GIVEN REQUEST: Starting at the line that contains "Each instance of the turquoise water", retype each line to the end of the listing below. Include both ends, but not the pictures.
**** ITEMS
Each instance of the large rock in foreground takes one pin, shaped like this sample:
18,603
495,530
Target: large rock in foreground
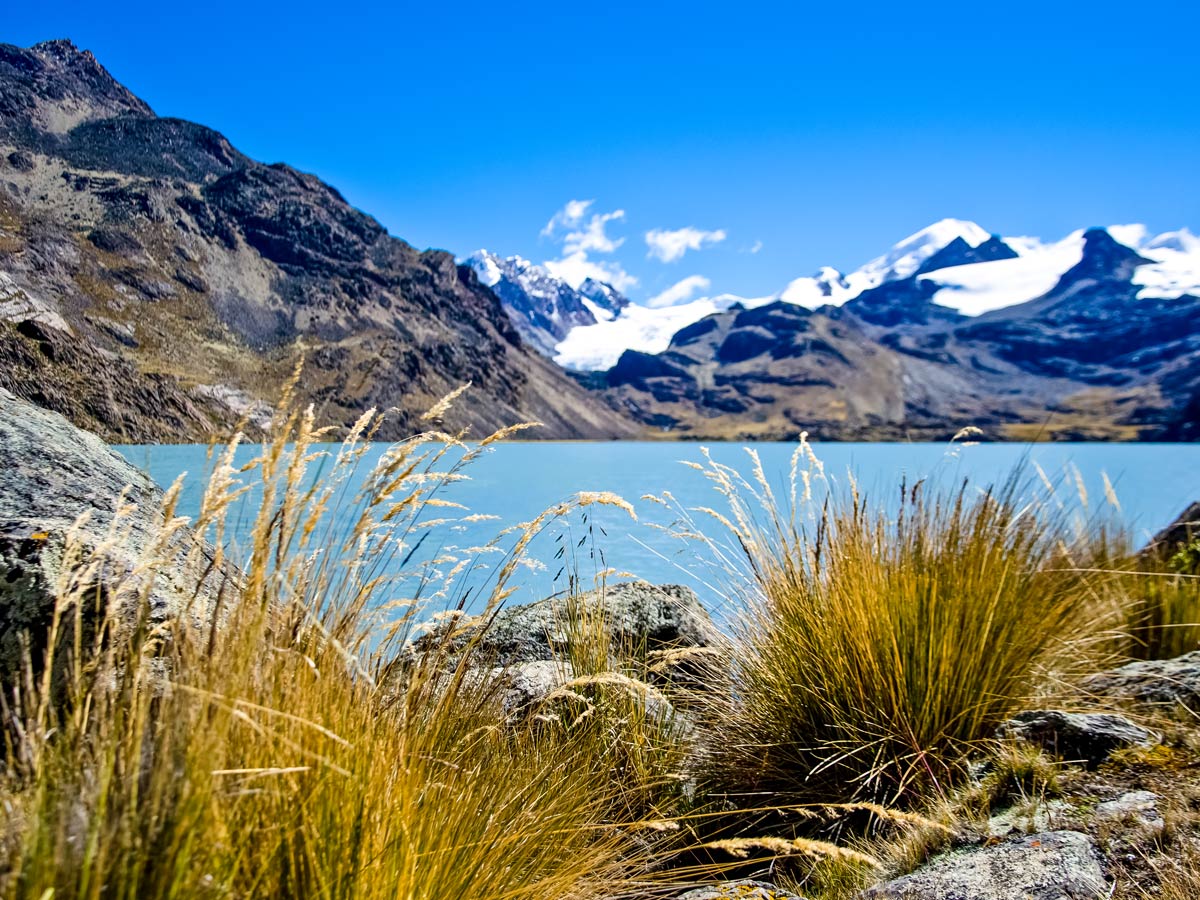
1055,865
1077,737
53,474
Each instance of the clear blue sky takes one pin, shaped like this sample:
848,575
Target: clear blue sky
820,132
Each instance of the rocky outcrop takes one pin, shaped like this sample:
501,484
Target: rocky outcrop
1159,683
1175,537
1054,865
743,889
635,617
60,534
1075,737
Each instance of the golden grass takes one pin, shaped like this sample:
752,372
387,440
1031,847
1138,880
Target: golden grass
877,651
276,736
261,743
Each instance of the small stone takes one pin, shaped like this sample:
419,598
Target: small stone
1134,808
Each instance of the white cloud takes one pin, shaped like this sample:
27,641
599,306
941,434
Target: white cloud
679,292
671,245
567,217
592,238
575,268
581,235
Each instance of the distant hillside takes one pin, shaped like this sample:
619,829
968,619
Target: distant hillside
156,283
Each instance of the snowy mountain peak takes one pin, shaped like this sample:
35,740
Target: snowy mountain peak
1181,241
905,258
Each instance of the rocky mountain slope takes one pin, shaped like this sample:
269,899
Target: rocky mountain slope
157,285
1093,340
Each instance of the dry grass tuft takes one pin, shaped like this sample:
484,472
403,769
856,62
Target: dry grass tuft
880,647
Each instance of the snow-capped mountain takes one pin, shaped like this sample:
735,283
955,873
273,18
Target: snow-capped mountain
1093,336
544,309
952,268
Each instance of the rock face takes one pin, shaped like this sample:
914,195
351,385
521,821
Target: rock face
149,271
53,474
636,616
1155,682
747,888
1054,865
1089,737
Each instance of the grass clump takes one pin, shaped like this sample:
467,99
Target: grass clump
881,648
288,745
1164,613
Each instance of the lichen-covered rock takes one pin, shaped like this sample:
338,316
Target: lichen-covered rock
1153,682
59,492
1054,865
744,889
1089,737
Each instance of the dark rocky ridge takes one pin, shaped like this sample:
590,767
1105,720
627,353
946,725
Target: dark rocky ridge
157,285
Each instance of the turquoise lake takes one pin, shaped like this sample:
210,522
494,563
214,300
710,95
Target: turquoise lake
516,481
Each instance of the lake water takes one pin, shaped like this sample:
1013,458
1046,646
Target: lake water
516,481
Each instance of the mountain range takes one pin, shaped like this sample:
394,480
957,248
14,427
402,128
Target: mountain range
1093,336
159,285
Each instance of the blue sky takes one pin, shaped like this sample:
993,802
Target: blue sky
814,133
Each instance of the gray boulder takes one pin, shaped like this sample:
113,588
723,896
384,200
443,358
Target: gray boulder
744,889
1053,865
52,474
637,617
1087,737
1169,682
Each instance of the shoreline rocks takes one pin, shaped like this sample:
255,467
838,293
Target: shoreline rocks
60,491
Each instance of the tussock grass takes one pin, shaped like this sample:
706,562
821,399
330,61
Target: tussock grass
880,648
1164,616
261,741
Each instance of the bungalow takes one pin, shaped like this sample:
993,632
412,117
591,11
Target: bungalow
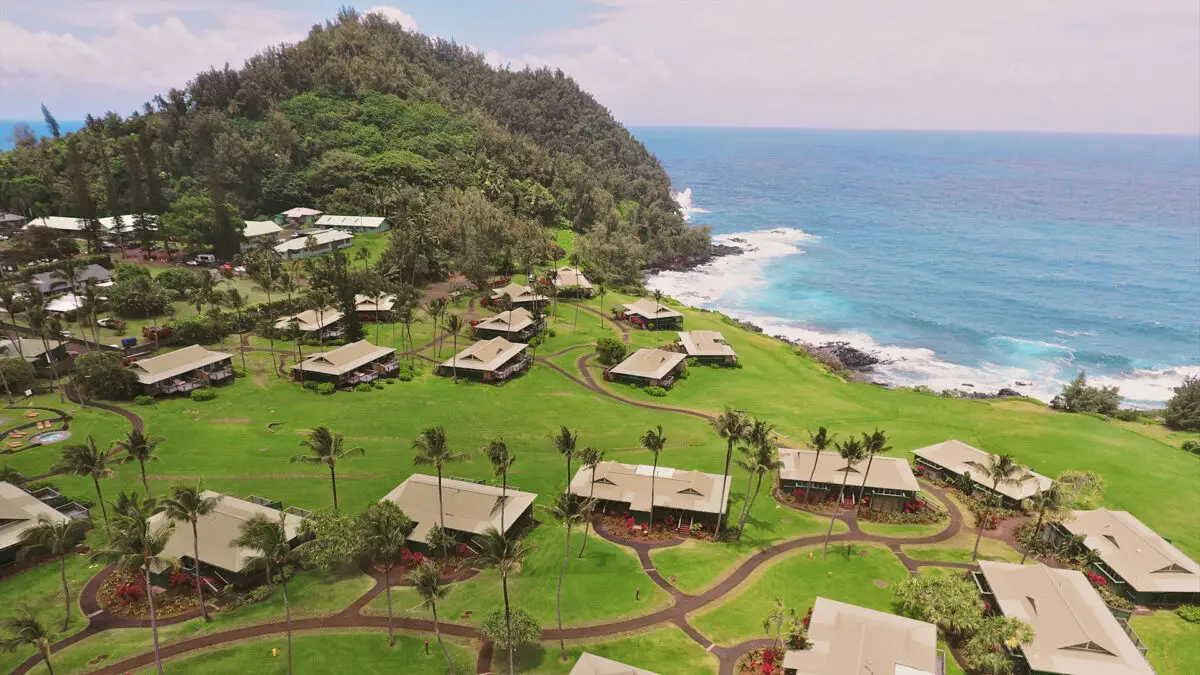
593,664
217,531
469,508
491,360
955,458
258,232
354,363
52,282
321,324
183,370
849,640
653,315
571,282
707,346
354,225
315,244
689,496
1137,562
35,352
648,368
1074,633
516,326
889,483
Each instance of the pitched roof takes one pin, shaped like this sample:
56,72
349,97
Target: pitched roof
364,222
311,320
220,529
486,354
853,640
1074,633
593,664
649,309
1137,553
653,364
961,458
19,512
345,359
173,364
705,344
887,473
469,507
673,488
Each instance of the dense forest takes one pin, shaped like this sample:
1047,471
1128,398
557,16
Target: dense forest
471,163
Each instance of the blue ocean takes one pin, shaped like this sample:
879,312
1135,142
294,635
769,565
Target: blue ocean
969,261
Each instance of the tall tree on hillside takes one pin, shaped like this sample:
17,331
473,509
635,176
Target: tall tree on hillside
731,425
327,448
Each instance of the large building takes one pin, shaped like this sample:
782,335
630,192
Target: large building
849,639
889,484
1137,562
1074,633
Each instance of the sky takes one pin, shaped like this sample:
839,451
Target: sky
1128,66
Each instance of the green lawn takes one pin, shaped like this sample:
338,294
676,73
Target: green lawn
1174,644
798,578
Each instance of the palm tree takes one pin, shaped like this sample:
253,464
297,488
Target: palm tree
190,505
853,452
384,531
589,458
731,425
507,555
85,459
28,629
57,539
570,512
432,449
820,442
1001,470
565,442
1049,501
137,547
427,581
270,539
655,442
502,461
328,448
138,448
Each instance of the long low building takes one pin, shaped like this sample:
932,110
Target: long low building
955,458
471,508
1135,560
849,639
889,484
183,370
690,496
1074,633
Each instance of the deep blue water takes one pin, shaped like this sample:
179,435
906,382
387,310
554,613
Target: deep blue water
983,258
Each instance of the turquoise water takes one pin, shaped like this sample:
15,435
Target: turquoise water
966,258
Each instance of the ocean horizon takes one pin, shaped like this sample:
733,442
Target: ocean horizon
971,261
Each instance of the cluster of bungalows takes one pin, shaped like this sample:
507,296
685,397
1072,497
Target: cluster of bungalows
687,496
183,370
467,509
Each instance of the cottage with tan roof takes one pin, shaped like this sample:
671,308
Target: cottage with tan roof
648,368
348,365
491,360
183,370
1137,561
690,496
853,640
471,508
1074,633
889,483
955,458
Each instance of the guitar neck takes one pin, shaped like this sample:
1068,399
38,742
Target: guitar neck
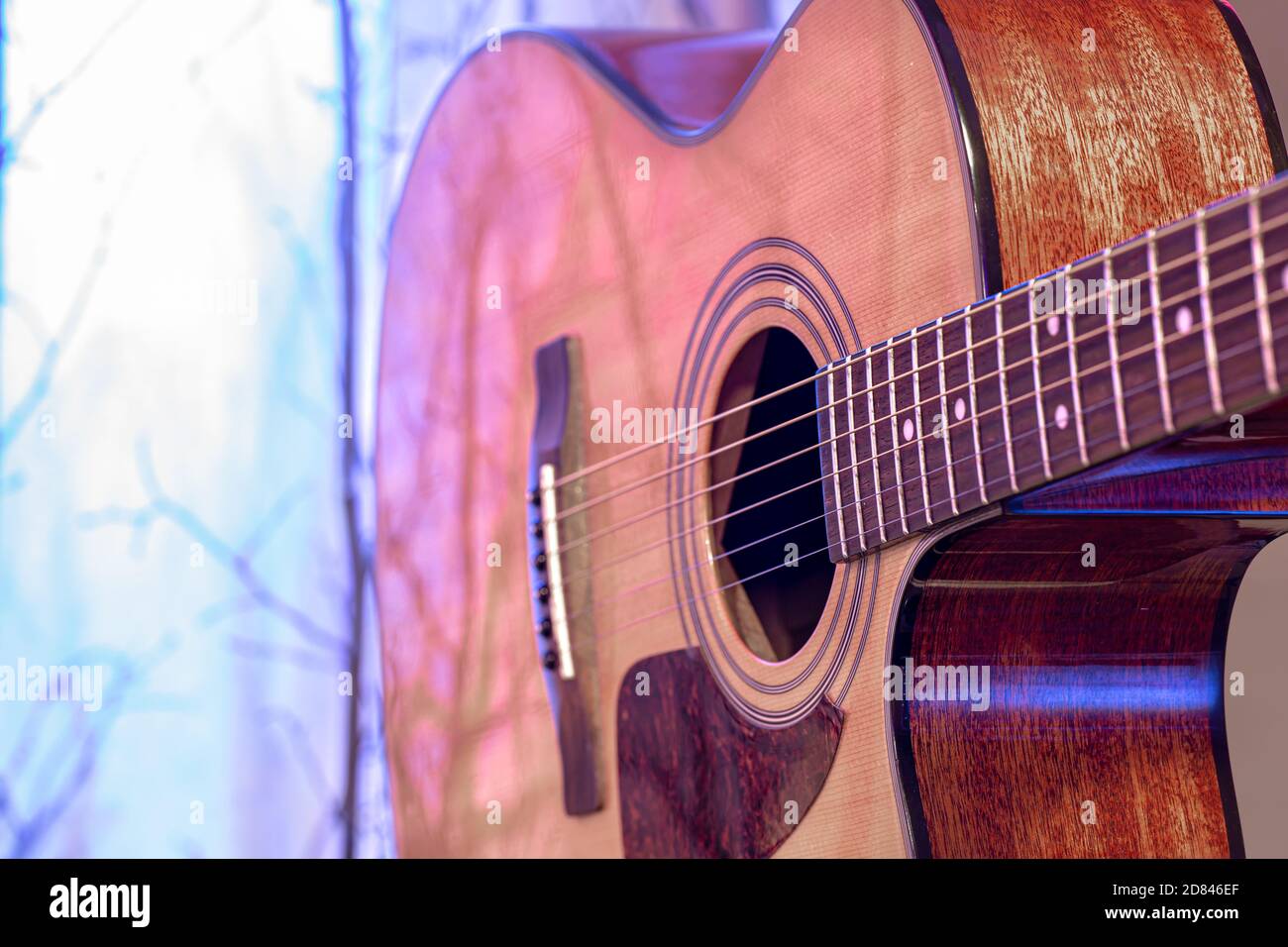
1176,329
********
OUTPUT FOR THIS TASK:
Each instance of the turquoise water takes one pin, shaped like this sample:
15,435
Target: turquoise water
966,258
Each instance of the ocean horizon takes one pin, shaped like this sample:
733,442
Target: ocean horizon
971,261
Each instance of the cluster of bungalows takes one pin, shaped like this sample:
507,296
685,397
1072,497
Target: cluster of bungalows
687,496
183,370
467,509
Each instance of the cottage with tan roof takes one pin, shaped like this sample:
671,308
Target: cottage with tan roof
648,368
348,365
491,360
183,370
1137,561
690,496
853,640
471,508
1074,633
889,483
955,458
Each instance of the guitar neck takes one pin, shaped like this sample:
1068,399
38,742
Target: guitar neck
1176,329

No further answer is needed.